## Extract provided
The ministry has been careful to frame this as a targeted, surgical measure. Director General of Digital Space Oversight Alexander Sabar said publicly that the block applies only to the authentication subdomain, not to Wikipedia’s content. Reading articles is unaffected. The restriction, in his words, is simply “enforcement of administrative obligations applicable to all electronic system operators.” Register, and the block ends.
What the Government Framing Leaves Out
The ministry’s framing — “only authentication is blocked, content is still accessible” — is technically accurate and practically misleading. Wikipedia is not a passive content library that users read and move on from. It is a collaboratively maintained knowledge base that depends entirely on active editorial participation. Blocking login access doesn’t just inconvenience editors. It disables the core function that makes Wikipedia what it is.
Consider what Indonesian Wikipedia editors can no longer do. They cannot edit existing articles or create new ones. They cannot correct factual errors, update outdated information, or add citations. They cannot moderate for vandalism, spam, or misinformation. They cannot use administrative tools to maintain the integrity of protected pages. And — critically — no new editors can register. The pipeline of new contributors is shut off entirely.
There is also a slow-burn problem for editors who were logged in when the block hit. Browser authentication cookies expire over time. As they do, those editors will gradually lose account access too — locked out not by a sudden action but by the quiet passage of time. For Indonesian Wikipedia’s most senior contributors, including its administrators, this is a countdown.
The scale of what’s at stake is not trivial. As of 2026, Indonesian Wikipedia had over 1.6 million registered users and more than 3,700 active editors in the previous 30 days. Over 23 years, the community built more than 763,000 articles in Indonesian, plus hundreds of thousands of pages across 45 other wiki projects covering languages spoken across the archipelago. In January 2026, the site attracted over 193 million readers. That readership — which the government correctly notes is still unaffected — is only sustainable because there is a community of people behind it, maintaining it. Blocking the community doesn’t preserve the product. It just means the product starts degrading the moment the block goes up.
A Knowledge Infrastructure Problem
The Koalisi Damai — a coalition of 16 Indonesian civil society organisations — put their finger on a dimension of this that goes beyond the individual editors affected. The block, they argued, “obstructs editors in curating and monitoring the accuracy of information,” with impacts that ripple into Indonesia’s education sector. When verified editors can’t do their jobs, misinformation becomes harder to correct. In a country of 280 million people with one of the region’s highest social media usage rates, Wikipedia serves as a de facto reference point for a vast number of information queries. Degrading its editorial infrastructure has downstream effects that are diffuse and hard to measure, but real.

## Requirement 1
In the text on Indonesia's Wikipedia block, how many civil society organizations make up the Koalisi Damai?
## Requirement 2
Copy the text on Indonesia's Wikipedia block from "What the Government" to "what it is.".
## Requirement 3
Write the next part of the text on Indonesia's Wikipedia block, picking up after its last sentence.
The material after this point is separate from the text on Indonesia's Wikipedia block.

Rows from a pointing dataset
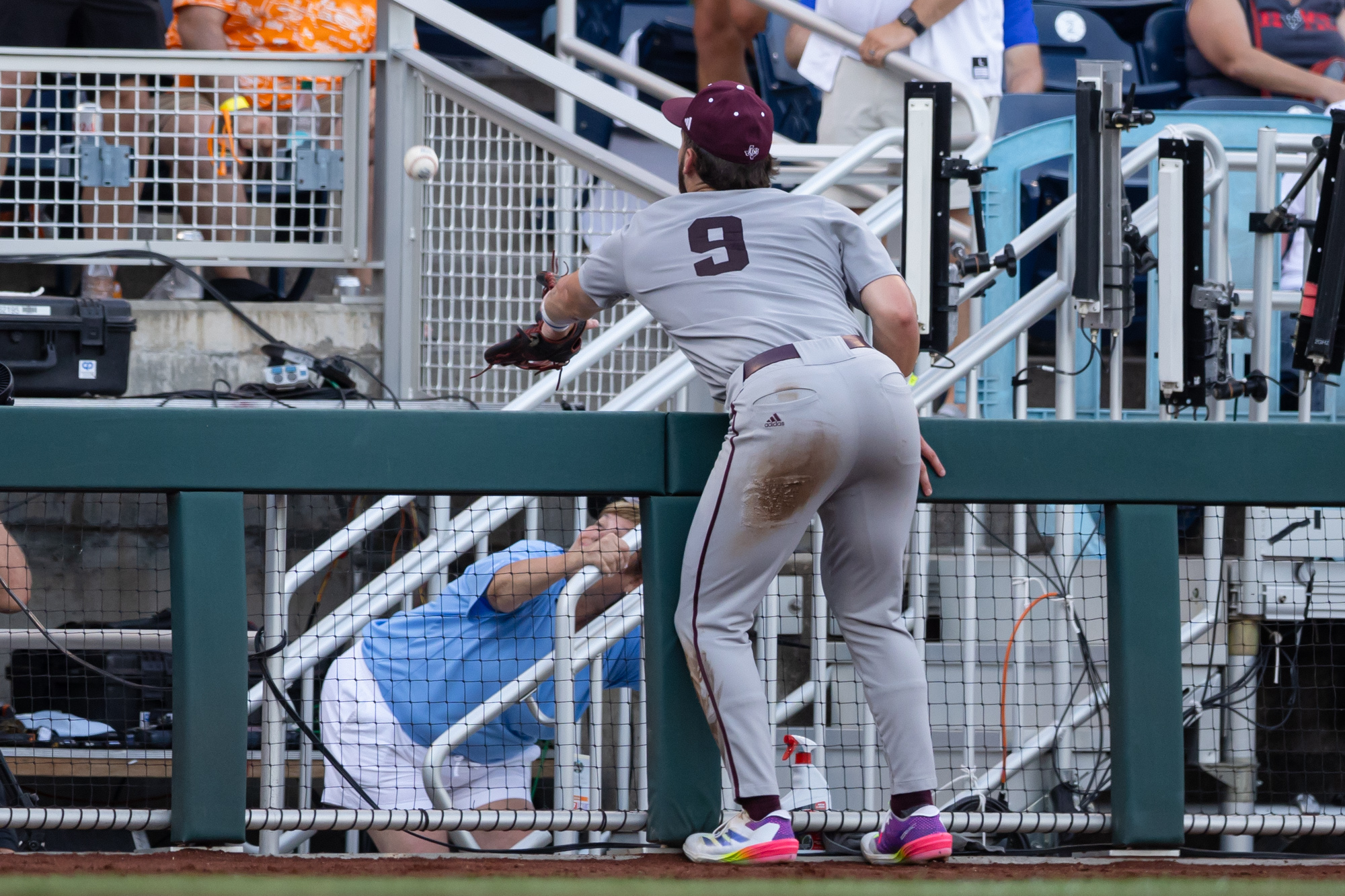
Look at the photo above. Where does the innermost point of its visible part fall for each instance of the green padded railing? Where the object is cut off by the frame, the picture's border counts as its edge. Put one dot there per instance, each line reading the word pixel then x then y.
pixel 206 459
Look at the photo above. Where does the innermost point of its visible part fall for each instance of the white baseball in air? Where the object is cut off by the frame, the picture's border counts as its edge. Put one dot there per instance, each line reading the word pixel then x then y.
pixel 420 163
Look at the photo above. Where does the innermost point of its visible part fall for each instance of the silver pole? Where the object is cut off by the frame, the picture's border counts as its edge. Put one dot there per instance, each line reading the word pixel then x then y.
pixel 440 525
pixel 1264 272
pixel 969 633
pixel 1020 559
pixel 1062 669
pixel 623 749
pixel 818 643
pixel 306 748
pixel 396 200
pixel 1117 373
pixel 275 623
pixel 567 29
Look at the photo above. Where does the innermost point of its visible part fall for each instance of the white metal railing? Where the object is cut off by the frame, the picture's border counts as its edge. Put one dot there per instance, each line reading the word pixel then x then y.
pixel 426 819
pixel 438 551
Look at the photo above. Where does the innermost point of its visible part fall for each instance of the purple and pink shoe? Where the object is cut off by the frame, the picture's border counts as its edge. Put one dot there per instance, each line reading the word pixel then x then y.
pixel 921 837
pixel 743 841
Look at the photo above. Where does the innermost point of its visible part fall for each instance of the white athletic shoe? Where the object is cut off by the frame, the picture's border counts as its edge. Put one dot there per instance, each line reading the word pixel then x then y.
pixel 747 842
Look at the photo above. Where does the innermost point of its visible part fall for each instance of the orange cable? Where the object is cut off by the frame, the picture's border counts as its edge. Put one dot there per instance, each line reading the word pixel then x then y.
pixel 1004 685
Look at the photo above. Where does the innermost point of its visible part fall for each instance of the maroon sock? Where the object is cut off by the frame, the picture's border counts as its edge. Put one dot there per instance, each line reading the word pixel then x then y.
pixel 903 803
pixel 759 806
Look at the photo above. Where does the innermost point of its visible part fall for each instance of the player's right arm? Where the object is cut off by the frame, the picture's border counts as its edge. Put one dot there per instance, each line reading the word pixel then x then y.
pixel 567 304
pixel 896 331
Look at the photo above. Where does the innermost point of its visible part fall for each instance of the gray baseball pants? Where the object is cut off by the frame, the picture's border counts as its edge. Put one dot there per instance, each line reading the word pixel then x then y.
pixel 833 432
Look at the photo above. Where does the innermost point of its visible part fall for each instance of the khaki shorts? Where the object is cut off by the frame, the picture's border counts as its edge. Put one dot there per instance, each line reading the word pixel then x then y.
pixel 864 100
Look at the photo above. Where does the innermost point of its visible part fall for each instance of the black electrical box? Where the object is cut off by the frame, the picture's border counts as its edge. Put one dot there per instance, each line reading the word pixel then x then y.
pixel 65 348
pixel 50 680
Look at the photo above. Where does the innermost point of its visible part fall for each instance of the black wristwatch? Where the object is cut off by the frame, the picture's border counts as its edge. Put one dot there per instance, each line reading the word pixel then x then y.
pixel 910 19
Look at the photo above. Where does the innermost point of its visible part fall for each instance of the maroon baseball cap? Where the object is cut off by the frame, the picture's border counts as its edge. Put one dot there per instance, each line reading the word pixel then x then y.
pixel 728 119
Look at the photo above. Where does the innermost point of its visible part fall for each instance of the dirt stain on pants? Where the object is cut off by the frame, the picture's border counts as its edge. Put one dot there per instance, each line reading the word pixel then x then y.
pixel 786 481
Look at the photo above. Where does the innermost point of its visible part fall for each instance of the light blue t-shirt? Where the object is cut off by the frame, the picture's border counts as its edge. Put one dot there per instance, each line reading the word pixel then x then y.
pixel 438 662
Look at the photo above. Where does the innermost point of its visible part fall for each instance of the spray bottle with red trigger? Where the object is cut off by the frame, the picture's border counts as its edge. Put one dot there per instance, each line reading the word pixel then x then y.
pixel 810 784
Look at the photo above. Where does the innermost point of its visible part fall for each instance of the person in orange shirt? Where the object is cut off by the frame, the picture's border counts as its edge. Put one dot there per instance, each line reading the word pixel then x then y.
pixel 220 206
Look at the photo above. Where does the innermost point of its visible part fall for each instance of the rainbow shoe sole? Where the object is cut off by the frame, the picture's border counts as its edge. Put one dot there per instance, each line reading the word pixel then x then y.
pixel 777 850
pixel 923 849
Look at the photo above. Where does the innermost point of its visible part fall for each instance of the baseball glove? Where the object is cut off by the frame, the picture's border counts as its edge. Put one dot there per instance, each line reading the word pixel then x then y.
pixel 531 350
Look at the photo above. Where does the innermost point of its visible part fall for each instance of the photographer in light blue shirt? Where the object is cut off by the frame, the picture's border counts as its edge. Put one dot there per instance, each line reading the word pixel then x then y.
pixel 414 676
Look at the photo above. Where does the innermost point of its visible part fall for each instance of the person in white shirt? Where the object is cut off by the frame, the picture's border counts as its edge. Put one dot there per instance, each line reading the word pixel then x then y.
pixel 961 38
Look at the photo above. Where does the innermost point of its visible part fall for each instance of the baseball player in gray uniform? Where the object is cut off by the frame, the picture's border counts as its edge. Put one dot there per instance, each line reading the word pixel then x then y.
pixel 757 287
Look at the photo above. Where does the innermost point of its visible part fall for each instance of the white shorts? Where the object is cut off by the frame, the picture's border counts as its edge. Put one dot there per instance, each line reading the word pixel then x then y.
pixel 360 729
pixel 864 100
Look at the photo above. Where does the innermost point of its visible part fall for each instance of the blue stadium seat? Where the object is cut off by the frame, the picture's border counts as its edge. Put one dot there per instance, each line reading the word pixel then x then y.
pixel 1019 111
pixel 1163 56
pixel 794 101
pixel 1252 104
pixel 1070 34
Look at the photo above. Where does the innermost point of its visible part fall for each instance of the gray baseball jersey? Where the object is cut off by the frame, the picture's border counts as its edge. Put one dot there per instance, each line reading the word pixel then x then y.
pixel 732 274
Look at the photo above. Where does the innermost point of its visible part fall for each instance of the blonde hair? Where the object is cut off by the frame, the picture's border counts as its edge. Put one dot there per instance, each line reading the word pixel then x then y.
pixel 627 510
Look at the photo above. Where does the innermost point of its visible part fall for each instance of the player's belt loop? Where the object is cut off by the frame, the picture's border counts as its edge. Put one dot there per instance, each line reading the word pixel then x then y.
pixel 789 352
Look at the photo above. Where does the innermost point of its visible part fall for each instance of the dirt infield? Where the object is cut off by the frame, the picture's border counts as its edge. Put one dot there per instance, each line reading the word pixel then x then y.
pixel 652 866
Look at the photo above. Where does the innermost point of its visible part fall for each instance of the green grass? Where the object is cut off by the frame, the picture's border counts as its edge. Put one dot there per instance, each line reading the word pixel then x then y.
pixel 254 885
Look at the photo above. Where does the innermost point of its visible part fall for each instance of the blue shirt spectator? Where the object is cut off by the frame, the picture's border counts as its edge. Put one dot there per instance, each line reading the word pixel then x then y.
pixel 438 662
pixel 1020 25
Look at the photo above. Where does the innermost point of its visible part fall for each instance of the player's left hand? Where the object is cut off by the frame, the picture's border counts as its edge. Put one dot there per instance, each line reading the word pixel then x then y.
pixel 883 41
pixel 929 459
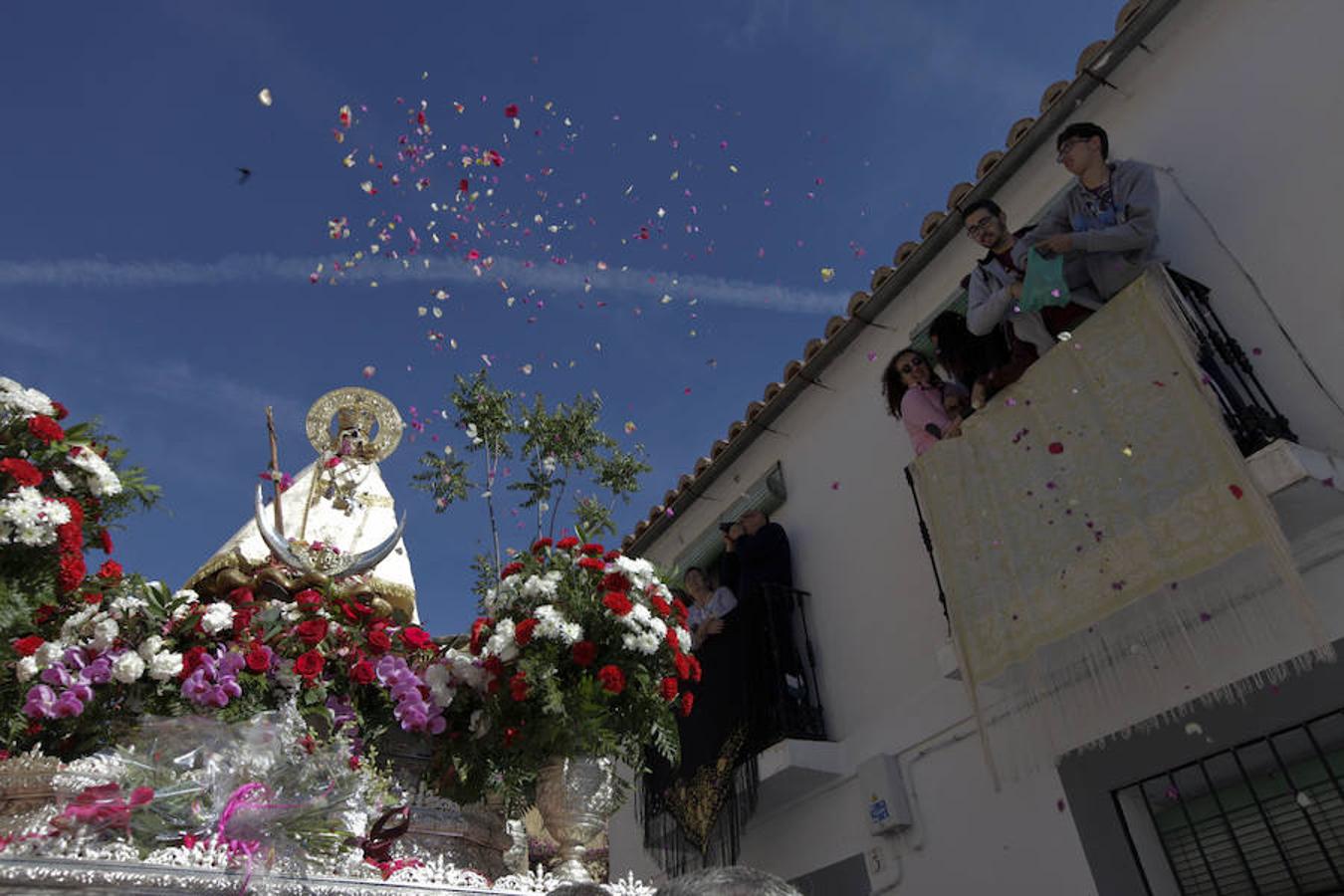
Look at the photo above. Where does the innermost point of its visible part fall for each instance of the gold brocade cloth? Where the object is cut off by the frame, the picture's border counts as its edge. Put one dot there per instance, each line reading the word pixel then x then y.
pixel 1099 504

## Final result 1
16 Indonesian civil society organizations.

## Final result 2
What the Government Framing Leaves Out
The ministry’s framing — “only authentication is blocked, content is still accessible” — is technically accurate and practically misleading. Wikipedia is not a passive content library that users read and move on from. It is a collaboratively maintained knowledge base that depends entirely on active editorial participation. Blocking login access doesn’t just inconvenience editors. It disables the core function that makes Wikipedia what it is.

## Final result 3
There is also a language preservation dimension that doesn’t get enough attention in the English-language coverage of this story. Indonesian Wikipedia is available in 18 regional languages. Many of the contributors maintaining those language editions are native speakers for whom Wikipedia is one of the few digital spaces where their language is actively used and developed. The Indonesian Wikipedia community’s own statement made this explicit: restricting editor access “will lead to a decline in the number of speakers of regional languages in Indonesia and even the threat of extinction” for some of those languages. That’s a strong claim, but it points at something real. For minority languages with small speaker populations, every active contributor lost matters.
The Komdigi Directorate and the Expanding Scope of Digital Oversight
The Wikimedia block didn’t happen in a vacuum. In January 2025, Komdigi established a dedicated Digital Space Oversight Directorate General, with an expanded mandate and a growing budget explicitly aimed at centralising digital oversight — compliance, law enforcement, and regulatory monitoring — under one roof. The February 2026 Wikimedia action was one of the first high-profile enforcement moves under this new structure.
As of the time of the block, only around 779 foreign platforms — roughly 4% of the total 16,255 registered PSEs — had completed registration. That’s a very large universe of potential future enforcement targets. The ministry has signalled it intends to be more systematic than it has been in the past. The Wikimedia case, whatever its specific resolution, functions as a demonstration of regulatory intent: the Directorate exists, it has teeth, and it is prepared to use them even against internationally recognised nonprofit institutions with clear public benefit missions.
This is a governance posture that other platforms operating in Indonesia — particularly smaller ones that may have slipped under the PSE radar — should be paying close attention to.
Where Things Stand
The Wikimedia Foundation has said it is “actively investigating the scope and underlying basis” of the restriction and engaging with Indonesian authorities. The community statement released on 9 March 2026 called on Komdigi to lift the block and commit to not repeating similar actions in the future. The government’s position remains unchanged: register under PSE, and access is restored.
Then, on 25 March 2026, the situation escalated. Wikimedia Commons — the shared media repository that serves images and files across all Wikipedia language editions — was briefly blocked entirely. Komdigi later said this was a detection error: Commons had been flagged by its automated keyword and visual content screening system, which associated it with gambling-related content. The block was lifted the following day. Whether that explanation is fully satisfying or not, the incident underscored how the mechanics of Indonesia’s content filtering infrastructure can affect platforms well beyond the original regulatory target — sometimes by accident.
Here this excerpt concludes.